# [Tarea indicada a]
¿Cómo describe el texto sobre Amoris Laetitia el Sacramento de la Eucaristía?

# [Texto]
Algo tienen en común las disputas que suscitó la
publicación de Amoris Laetitia y la nueva polémica que se acaba de
originar por la pretensión de la mayoría de obispos alemanes de permitir la
comunión a los luteranos casado con católicos: el Sacramento de la Eucaristía, origen y culmen de la vida cristiana para
un católico.
En Amoris
Laetitia, y en su posterior interpretación bonaerense, se deja
abierta la posibilidad de que puedan comulgar sacramentalmente los divorciados
que se hayan vuelto a casar civilmente (o vivan maritalmente con sus nuevas
parejas sin ninguna vinculación legal). Se ha defendido públicamente que estas
personas que viven en adulterio puedan acceder, tras un proceso de
discernimiento (palabra que se está utilizando como ariete para justificarlo
casi todo), primero al sacramento de la penitencia y luego a la comunión
sacramental. Y ello, sin necesidad de propósito de enmienda alguno. Es decir,
te confiesas, comulgas y sigues viviendo en adulterio, llevando vida marital
con tu segunda pareja con plena conciencia de vivir en pecado mortal como
si tal cosa (o sin conciencia alguna: no sé qué es peor).
Y aquí entra en juego el
problema de la conciencia. Dicen
que puedes vivir en pecado mortal objetivamente y que tu conciencia, sin
embargo, te permita sentirte en gracia y comulgar tranquilamente. ¿Cómo es
posible? Pues porque nos han dado el cambiazo en el concepto de conciencia.

# [Tarea indicada b]
Pasa a una tabla Markdown las entradas, desde la primera línea hasta la que contiene "point(559, 182)", ambas incluidas. Usa las columnas Número y Línea, y deja fuera las líneas en blanco.

# [Datos del ejercicio]
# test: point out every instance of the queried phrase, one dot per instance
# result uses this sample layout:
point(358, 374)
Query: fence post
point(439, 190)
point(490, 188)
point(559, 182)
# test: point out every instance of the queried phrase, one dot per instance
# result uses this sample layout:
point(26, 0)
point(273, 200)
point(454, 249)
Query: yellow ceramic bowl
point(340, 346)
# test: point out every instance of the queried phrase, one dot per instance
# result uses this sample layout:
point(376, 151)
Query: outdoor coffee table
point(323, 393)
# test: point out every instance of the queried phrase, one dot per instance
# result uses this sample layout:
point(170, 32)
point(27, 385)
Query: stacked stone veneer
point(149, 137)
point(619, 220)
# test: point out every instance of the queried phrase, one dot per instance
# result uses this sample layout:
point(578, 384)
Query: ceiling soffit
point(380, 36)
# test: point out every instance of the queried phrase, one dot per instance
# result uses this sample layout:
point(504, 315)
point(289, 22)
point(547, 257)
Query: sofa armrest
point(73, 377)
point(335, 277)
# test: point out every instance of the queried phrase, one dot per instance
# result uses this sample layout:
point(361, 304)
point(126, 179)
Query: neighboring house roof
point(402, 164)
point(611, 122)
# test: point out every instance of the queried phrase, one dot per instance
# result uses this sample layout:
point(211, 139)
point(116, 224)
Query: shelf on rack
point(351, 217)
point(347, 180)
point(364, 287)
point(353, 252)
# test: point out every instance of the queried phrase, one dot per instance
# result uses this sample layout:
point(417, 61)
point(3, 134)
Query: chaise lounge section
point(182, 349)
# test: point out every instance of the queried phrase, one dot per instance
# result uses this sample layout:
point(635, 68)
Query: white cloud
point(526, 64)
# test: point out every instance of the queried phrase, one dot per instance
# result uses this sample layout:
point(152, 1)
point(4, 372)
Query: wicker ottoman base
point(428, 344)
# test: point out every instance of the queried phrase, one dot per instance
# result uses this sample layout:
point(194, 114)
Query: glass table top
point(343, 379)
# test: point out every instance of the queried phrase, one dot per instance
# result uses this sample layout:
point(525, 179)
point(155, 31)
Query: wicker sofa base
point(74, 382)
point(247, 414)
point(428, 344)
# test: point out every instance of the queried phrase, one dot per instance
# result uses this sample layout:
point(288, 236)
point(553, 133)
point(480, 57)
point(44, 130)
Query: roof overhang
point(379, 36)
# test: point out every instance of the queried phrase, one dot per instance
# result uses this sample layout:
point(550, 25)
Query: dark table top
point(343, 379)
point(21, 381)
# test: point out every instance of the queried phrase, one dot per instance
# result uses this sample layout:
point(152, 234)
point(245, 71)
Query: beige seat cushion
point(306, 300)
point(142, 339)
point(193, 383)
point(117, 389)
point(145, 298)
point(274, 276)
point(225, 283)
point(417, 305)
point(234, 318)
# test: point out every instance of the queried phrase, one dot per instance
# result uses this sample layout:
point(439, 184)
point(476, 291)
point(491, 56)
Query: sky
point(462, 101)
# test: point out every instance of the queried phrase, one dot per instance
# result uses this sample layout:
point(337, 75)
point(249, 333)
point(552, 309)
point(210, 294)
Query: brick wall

# [Resultado a]
Como origen y culmen de la vida cristiana para un católico.

# [Resultado b]
| Número | Línea |
|---|---|
| 1 | # test: point out every instance of the queried phrase, one dot per instance |
| 2 | # result uses this sample layout: |
| 3 | point(358, 374) |
| 4 | Query: fence post |
| 5 | point(439, 190) |
| 6 | point(490, 188) |
| 7 | point(559, 182) |